◆ **STATED EXERCISE A**:
Retype the rows that open with the line containing "Integration test — verify detection of the salt" and close with the line containing "[649,427,719,503]", including both of those lines.

The mercurial owner of the service followed up with a poll among his followers as to when he should remove the suspensions. The vote concluded he should remove the bans, and he issued a new poll with fewer options where voting again leans toward lifting the restrictions. The standard ban period for disclosing personal location information — also known as doxxing — on the service is seven days, he said.

“You doxx, you get suspended, end of story, that’s it,” Musk said in a journalist-hosted Twitter Spaces session shortly after his first poll. Participants in the Spaces audio session included the Washington Post’s Drew Harwell, who, alongside other banned reporters, was still able to participate in the network’s live audio service.

Twitter earlier cut off the feed of competing social network Mastodon, which had posted a link on its Twitter page to an account on its own service that uses publicly available flight data to track Musk’s private jet. Musk argued that pointing or linking to any source that might reveal his jet’s whereabouts was tantamount to posting his real-time location. On Wednesday, Twitter had suspended multiple profiles that tracked private jet locations, including his.

Twitter’s owner, who took the reins under the banner of free-speech absolutism and eliminating censorship, tweeted that “doxxing rules apply to ‘journalists’ as to everyone else.” He pinned a tweet to his profile explaining his reasoning and that he believed the offending Twitter profiles had threatened his family.

◆ **DATA EXCERPTS**:
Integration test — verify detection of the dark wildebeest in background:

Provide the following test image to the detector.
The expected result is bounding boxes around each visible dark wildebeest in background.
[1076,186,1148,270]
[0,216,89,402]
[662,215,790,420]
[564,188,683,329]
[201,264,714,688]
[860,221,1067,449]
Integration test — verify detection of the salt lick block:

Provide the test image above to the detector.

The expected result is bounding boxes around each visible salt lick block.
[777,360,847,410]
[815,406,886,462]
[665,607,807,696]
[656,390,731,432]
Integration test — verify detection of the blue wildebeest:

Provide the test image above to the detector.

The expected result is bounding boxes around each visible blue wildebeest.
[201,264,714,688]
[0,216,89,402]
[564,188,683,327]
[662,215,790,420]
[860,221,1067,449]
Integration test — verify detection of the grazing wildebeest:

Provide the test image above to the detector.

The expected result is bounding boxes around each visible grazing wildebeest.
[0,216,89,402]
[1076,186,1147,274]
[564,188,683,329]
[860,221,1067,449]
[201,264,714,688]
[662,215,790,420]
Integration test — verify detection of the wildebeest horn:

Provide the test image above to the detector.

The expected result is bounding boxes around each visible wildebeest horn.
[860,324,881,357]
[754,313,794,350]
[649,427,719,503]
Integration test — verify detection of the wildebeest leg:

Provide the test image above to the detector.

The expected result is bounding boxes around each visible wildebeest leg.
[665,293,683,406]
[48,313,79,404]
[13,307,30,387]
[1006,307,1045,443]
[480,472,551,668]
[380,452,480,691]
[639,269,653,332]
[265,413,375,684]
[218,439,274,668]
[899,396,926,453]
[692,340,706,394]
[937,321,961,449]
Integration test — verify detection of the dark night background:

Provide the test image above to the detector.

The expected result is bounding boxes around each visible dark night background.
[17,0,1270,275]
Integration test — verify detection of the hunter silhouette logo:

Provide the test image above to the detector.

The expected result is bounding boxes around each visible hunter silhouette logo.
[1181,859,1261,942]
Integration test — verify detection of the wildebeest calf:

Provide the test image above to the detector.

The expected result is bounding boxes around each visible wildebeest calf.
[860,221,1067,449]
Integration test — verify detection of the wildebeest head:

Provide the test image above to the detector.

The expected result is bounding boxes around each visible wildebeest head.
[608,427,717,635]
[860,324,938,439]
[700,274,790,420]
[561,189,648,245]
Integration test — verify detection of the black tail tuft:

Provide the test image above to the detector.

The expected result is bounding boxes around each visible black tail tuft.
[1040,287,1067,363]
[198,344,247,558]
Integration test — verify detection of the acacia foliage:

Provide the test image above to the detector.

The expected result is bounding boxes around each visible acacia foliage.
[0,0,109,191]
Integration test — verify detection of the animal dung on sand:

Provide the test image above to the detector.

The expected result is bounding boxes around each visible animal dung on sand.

◆ **STATED EXERCISE B**:
Echo the excerpt about the Twitter suspensions word for word.

◆ **EXERCISE RESULT A**:
Integration test — verify detection of the salt lick block:

Provide the test image above to the detector.

The expected result is bounding boxes around each visible salt lick block.
[777,360,847,410]
[815,406,886,462]
[665,607,807,696]
[656,390,731,432]
Integration test — verify detection of the blue wildebeest:

Provide the test image above to the detector.

The expected result is bounding boxes around each visible blue wildebeest.
[201,264,714,688]
[0,216,89,402]
[564,188,683,327]
[662,215,790,420]
[860,221,1067,449]
Integration test — verify detection of the grazing wildebeest:

Provide the test image above to the detector.

The expected result is bounding boxes around each visible grazing wildebeest.
[0,216,89,402]
[1076,186,1147,274]
[564,188,683,329]
[860,221,1067,449]
[201,264,714,688]
[662,215,790,420]
Integration test — verify detection of the wildebeest horn:

Provide the test image above to the detector.

The expected result is bounding boxes around each visible wildebeest horn.
[860,324,881,357]
[754,313,794,350]
[649,427,719,503]

◆ **EXERCISE RESULT B**:
The mercurial owner of the service followed up with a poll among his followers as to when he should remove the suspensions. The vote concluded he should remove the bans, and he issued a new poll with fewer options where voting again leans toward lifting the restrictions. The standard ban period for disclosing personal location information — also known as doxxing — on the service is seven days, he said.

“You doxx, you get suspended, end of story, that’s it,” Musk said in a journalist-hosted Twitter Spaces session shortly after his first poll. Participants in the Spaces audio session included the Washington Post’s Drew Harwell, who, alongside other banned reporters, was still able to participate in the network’s live audio service.

Twitter earlier cut off the feed of competing social network Mastodon, which had posted a link on its Twitter page to an account on its own service that uses publicly available flight data to track Musk’s private jet. Musk argued that pointing or linking to any source that might reveal his jet’s whereabouts was tantamount to posting his real-time location. On Wednesday, Twitter had suspended multiple profiles that tracked private jet locations, including his.

Twitter’s owner, who took the reins under the banner of free-speech absolutism and eliminating censorship, tweeted that “doxxing rules apply to ‘journalists’ as to everyone else.” He pinned a tweet to his profile explaining his reasoning and that he believed the offending Twitter profiles had threatened his family.